··· ENTRIES PROVIDED ···

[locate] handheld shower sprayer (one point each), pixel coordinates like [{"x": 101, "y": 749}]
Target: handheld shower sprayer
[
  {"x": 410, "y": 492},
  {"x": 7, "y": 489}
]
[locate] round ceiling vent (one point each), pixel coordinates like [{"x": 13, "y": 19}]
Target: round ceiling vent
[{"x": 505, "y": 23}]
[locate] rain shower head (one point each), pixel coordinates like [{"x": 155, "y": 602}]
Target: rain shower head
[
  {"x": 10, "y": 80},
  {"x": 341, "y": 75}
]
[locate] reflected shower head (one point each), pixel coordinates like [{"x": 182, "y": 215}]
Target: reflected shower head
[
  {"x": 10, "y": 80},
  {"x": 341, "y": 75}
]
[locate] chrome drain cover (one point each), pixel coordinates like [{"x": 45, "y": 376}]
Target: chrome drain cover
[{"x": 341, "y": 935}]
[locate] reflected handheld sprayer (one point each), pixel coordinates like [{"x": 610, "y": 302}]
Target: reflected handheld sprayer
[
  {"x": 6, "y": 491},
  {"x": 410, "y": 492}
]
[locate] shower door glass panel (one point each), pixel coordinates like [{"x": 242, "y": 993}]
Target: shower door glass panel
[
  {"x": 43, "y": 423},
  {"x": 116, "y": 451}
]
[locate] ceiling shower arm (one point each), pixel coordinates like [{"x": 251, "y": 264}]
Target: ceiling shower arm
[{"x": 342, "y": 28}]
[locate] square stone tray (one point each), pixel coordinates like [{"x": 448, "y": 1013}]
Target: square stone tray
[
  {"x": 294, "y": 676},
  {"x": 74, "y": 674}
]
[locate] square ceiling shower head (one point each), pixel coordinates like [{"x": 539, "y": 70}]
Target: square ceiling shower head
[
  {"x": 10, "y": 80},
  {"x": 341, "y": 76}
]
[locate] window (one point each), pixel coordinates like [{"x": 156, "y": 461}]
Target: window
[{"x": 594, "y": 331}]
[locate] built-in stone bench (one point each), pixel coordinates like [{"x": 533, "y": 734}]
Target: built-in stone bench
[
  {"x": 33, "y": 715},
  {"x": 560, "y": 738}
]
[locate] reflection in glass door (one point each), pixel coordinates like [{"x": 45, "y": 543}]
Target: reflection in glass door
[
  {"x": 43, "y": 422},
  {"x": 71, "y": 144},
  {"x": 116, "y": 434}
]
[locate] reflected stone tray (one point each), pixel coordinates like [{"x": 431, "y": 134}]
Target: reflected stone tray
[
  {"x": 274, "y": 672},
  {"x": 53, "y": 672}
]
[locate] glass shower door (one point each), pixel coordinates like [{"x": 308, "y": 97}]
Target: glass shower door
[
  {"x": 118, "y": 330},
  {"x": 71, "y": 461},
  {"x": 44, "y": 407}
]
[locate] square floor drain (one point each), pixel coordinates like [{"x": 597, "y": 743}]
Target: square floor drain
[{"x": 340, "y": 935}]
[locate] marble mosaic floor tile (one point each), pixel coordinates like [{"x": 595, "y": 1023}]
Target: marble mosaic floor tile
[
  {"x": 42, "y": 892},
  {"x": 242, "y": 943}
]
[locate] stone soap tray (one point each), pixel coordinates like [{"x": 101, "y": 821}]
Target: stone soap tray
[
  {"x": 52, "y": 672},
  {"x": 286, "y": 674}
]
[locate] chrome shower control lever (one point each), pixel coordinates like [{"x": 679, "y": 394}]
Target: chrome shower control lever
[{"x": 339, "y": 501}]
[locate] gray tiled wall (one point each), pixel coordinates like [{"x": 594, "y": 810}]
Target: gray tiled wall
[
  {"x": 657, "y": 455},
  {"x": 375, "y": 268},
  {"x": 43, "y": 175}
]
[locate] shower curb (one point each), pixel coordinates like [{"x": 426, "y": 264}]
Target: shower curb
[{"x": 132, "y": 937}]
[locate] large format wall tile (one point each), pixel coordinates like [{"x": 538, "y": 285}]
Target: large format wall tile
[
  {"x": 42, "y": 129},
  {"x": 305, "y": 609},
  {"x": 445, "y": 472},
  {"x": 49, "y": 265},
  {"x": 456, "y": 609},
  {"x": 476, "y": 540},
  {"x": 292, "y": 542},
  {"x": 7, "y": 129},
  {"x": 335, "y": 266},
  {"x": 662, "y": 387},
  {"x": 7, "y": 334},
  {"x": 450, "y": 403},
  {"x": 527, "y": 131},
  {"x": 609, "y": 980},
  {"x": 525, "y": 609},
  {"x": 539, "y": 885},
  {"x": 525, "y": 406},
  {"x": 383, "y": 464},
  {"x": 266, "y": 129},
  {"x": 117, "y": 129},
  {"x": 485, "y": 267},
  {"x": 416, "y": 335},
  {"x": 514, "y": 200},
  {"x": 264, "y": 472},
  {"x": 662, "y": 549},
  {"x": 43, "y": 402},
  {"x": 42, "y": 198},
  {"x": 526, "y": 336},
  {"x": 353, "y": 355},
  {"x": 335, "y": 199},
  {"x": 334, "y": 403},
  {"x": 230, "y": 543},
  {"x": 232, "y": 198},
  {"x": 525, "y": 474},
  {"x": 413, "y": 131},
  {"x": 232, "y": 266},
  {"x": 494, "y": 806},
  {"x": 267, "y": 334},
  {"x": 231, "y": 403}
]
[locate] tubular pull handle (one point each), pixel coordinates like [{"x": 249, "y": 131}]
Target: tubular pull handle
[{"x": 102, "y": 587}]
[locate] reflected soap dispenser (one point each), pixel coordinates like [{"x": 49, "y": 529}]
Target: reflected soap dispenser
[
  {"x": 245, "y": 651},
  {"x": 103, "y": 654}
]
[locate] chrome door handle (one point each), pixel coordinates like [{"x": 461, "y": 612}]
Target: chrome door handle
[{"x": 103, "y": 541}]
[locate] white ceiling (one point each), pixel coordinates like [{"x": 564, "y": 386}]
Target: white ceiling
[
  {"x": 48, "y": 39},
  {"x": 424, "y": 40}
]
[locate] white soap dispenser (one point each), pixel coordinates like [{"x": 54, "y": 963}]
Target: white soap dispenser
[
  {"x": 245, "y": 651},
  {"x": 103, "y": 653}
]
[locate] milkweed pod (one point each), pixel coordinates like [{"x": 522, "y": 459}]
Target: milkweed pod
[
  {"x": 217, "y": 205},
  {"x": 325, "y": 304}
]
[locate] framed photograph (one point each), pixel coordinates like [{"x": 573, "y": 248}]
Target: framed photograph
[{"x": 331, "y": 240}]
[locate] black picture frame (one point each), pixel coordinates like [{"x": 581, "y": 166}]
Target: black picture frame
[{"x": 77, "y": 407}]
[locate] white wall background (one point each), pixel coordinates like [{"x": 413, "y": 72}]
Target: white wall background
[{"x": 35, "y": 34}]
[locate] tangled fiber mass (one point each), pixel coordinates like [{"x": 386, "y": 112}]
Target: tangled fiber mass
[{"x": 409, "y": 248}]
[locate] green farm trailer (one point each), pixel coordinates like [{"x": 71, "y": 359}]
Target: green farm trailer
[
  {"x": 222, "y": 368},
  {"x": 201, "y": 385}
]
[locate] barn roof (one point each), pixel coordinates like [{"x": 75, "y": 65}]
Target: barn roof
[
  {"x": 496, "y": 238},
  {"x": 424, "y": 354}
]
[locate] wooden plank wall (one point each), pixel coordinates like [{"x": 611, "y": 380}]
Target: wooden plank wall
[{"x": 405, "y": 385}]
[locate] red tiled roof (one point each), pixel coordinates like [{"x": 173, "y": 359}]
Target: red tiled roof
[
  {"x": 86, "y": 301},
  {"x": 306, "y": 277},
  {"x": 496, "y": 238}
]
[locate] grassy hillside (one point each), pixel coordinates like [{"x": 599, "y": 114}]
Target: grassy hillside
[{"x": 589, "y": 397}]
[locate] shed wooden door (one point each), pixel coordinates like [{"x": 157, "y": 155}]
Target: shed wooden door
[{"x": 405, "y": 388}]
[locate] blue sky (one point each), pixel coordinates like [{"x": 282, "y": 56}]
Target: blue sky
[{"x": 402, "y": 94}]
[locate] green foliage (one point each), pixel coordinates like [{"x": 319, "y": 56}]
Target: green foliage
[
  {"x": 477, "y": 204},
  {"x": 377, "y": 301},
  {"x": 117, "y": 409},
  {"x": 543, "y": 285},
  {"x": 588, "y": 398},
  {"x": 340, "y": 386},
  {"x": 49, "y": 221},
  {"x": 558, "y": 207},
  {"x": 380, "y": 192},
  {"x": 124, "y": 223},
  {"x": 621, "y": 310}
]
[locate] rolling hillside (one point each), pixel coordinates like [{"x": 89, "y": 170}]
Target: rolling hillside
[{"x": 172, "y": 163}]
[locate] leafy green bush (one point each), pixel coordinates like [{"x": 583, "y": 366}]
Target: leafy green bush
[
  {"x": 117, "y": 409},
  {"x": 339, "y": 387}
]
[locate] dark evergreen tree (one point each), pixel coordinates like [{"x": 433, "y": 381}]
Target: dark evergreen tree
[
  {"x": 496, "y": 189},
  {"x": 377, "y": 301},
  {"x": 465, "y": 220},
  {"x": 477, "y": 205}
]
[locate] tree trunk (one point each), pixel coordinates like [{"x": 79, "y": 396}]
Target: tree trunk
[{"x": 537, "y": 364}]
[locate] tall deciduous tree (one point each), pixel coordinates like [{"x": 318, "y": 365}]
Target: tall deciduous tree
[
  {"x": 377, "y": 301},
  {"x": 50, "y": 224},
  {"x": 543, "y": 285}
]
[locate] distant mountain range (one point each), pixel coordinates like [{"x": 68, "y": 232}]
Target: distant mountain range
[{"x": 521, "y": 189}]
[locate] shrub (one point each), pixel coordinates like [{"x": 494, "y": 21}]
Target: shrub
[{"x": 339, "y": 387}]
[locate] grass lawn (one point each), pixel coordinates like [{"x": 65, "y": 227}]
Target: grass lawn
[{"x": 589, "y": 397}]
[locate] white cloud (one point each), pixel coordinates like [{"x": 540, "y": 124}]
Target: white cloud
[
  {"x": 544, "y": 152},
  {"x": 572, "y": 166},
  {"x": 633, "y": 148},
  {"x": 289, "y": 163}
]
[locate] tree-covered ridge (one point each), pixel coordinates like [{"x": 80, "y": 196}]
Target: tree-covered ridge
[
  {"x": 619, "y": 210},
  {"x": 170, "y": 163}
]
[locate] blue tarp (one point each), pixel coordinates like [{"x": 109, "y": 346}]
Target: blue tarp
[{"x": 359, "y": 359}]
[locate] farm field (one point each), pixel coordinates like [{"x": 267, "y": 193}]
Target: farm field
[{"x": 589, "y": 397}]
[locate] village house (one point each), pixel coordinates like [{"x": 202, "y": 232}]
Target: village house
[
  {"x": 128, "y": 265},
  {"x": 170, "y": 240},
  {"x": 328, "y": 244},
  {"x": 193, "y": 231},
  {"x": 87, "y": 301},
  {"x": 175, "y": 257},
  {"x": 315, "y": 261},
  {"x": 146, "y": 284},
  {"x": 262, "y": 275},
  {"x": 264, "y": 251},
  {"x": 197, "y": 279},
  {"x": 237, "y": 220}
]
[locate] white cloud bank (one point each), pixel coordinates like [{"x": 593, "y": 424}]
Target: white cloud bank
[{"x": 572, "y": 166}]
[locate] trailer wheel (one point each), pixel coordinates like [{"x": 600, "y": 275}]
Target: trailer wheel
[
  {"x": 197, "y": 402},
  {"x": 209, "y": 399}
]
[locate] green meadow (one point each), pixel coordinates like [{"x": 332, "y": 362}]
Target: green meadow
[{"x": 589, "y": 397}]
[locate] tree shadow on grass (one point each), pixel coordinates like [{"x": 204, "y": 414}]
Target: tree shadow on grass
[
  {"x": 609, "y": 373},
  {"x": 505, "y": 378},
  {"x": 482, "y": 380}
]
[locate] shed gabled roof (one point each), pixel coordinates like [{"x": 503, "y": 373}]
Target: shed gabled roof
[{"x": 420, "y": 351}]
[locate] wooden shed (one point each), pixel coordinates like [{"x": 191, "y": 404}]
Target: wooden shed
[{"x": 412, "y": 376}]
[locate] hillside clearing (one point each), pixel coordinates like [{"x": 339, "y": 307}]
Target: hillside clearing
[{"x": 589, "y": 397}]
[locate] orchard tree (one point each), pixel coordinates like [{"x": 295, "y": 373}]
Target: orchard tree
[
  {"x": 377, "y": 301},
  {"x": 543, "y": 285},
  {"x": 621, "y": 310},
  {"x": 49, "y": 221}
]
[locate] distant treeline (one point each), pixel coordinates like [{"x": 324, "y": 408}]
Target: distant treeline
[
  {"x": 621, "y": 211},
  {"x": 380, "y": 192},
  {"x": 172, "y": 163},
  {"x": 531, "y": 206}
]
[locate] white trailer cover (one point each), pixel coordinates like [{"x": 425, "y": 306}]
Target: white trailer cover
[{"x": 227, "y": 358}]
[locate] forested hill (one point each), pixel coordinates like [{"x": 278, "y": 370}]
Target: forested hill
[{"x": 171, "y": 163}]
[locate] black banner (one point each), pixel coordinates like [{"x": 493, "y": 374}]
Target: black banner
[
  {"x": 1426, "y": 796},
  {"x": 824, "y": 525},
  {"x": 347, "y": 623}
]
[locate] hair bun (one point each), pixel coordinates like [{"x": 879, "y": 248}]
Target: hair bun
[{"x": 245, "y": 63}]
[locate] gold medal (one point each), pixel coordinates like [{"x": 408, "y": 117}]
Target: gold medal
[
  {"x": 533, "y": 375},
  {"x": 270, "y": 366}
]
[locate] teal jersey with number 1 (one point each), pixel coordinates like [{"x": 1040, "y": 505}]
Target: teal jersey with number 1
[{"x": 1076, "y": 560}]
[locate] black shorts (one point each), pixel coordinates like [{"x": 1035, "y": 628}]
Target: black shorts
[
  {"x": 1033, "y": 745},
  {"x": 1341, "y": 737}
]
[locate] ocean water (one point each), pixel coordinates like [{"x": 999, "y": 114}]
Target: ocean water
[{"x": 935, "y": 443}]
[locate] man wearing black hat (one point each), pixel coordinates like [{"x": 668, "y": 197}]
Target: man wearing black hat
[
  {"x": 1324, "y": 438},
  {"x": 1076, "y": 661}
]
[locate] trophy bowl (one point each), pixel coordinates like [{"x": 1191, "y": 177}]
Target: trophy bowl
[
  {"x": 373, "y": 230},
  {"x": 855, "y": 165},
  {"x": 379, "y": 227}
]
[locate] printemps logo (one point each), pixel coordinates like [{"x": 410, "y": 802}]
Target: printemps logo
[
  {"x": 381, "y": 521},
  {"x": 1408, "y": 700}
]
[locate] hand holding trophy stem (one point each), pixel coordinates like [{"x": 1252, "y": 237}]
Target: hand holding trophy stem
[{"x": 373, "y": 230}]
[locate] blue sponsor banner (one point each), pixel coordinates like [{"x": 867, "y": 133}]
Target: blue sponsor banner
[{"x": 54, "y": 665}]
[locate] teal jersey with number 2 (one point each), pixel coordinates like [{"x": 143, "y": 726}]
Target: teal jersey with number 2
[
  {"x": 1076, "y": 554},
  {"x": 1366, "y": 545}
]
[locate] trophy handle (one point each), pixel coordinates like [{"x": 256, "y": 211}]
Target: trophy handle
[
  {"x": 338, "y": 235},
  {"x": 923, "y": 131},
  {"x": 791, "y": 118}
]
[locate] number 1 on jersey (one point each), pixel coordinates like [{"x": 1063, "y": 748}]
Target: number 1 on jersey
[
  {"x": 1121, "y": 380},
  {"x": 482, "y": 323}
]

···

TASK STATEMENT:
Extract the lines above from the one containing "[locate] printemps logo" to the last line, both included, exactly as written.

EXERCISE SOLUTION:
[locate] printemps logo (one point each), pixel coordinates like [{"x": 410, "y": 802}]
Target: printemps logo
[
  {"x": 381, "y": 521},
  {"x": 1408, "y": 700}
]
[locate] hand holding trophy stem (one point each), pixel coordinates like [{"x": 1252, "y": 237}]
Target: hand holding trophy stem
[{"x": 373, "y": 230}]
[locate] blue sponsor banner (one point each), pixel coordinates like [{"x": 867, "y": 133}]
Target: blue sponsor banner
[{"x": 54, "y": 665}]
[locate] teal jersey with number 2 (one point each), pixel coordinates like [{"x": 143, "y": 726}]
Target: teal jersey with number 2
[
  {"x": 1076, "y": 554},
  {"x": 1366, "y": 545}
]
[locate] trophy handle (one point each), pixel coordinates like [{"x": 256, "y": 211}]
Target: trophy handle
[
  {"x": 338, "y": 235},
  {"x": 923, "y": 131},
  {"x": 791, "y": 118}
]
[locate] number 1 on jersey (one point each), pixel coordinates like [{"x": 1063, "y": 748}]
Target: number 1 on jersey
[
  {"x": 1121, "y": 380},
  {"x": 482, "y": 323}
]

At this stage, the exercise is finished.